DOCUMENT EXCERPT:
..............................
It is assumed that the Question is referring to the increase in Corporation Tax receipts in 2015 of €2.3 billion over 2014 receipts and the €820 million surplus in receipts this year to-date.

Information in respect of the reasons underpinning variations in Corporation Tax receipts is generally only available from analysing the annual Corporation Tax returns. Returns for 2015 are currently being filed, the data will be processed and available for analysis in early 2017. Returns for 2016 will be filed this time next year.

Notwithstanding the lack of returns information, Revenue published a detailed analysis of trends in receipts in 2014 and 2015 earlier this year, available at: http://www.revenue.ie/en/about/publications/corporation-tax-receipts-2014-2015.pdf. Revenue has committed to updating this analysis early next year to include trends in 2016 receipts and an analysis of factors underlying 2015 growth in receipts based on the returns data.
..............................
PROVIDED MATERIAL:
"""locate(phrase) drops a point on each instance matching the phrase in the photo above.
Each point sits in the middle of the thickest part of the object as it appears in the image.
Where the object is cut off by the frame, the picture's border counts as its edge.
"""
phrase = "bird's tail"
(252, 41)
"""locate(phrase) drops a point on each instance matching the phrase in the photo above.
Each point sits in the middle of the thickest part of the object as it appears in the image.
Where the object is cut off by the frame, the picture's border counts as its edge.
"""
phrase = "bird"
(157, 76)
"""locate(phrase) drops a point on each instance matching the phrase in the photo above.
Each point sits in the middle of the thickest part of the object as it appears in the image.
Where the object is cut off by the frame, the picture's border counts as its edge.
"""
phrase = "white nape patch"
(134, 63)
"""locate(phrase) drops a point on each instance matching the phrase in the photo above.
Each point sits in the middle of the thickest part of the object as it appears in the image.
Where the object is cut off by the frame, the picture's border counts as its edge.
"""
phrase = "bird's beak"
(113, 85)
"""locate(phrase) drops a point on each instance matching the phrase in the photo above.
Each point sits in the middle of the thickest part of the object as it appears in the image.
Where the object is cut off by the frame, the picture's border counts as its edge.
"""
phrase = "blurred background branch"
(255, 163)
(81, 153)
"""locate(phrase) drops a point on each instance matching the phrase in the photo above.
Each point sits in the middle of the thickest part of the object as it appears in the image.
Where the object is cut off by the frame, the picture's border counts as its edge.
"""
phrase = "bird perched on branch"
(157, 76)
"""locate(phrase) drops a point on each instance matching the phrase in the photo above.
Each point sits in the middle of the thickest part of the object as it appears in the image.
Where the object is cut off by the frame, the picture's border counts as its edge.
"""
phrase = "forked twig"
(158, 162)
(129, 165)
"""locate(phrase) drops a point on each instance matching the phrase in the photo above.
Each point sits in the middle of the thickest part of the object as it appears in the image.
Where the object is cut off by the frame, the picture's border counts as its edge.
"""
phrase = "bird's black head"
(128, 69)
..............................
SHORT PROBLEM 1: Could you restate the paragraph of the Corporation Tax excerpt beginning "Notwithstanding the lack of returns information" as a short bulleted list that keeps its main facts?
SHORT PROBLEM 2: Can you pick up the Corporation Tax excerpt after its final sentence and carry it on?

EXERCISE ANSWER 1:
- Despite the lack of returns information, Revenue published a detailed analysis of 2014 and 2015 receipt trends earlier this year (http://www.revenue.ie/en/about/publications/corporation-tax-receipts-2014-2015.pdf).
- Early next year, Revenue will update it to cover 2016 receipt trends and, using the returns data, the factors behind 2015 growth.

EXERCISE ANSWER 2:
I am advised by Revenue that the analysis of 2015 tax receipts, along with information from Revenue's Large Cases Division, indicates that about half of the increase was from a small number of large multinationals and is attributable to a variety of reasons including improved trading conditions, positive currency fluctuations, some timing factors and a number of one-off payments. However, the Deputy may wish to note, that certain information outlined in his request such as currency fluctuations is not captured on the returns and will not be separately identifiable from other reasons associated with profit growth underpinning the increase in tax.  

Based on macroeconomic forecasts, and information from Revenue indicating that the majority of the increased receipts are not based on once-off factors (and so likely to recur), my Department forecasts receipts of Corporation Tax of €7.5 billion in 2016 and €7.7 billion in 2017.

Financial Services Sector

Questions (103)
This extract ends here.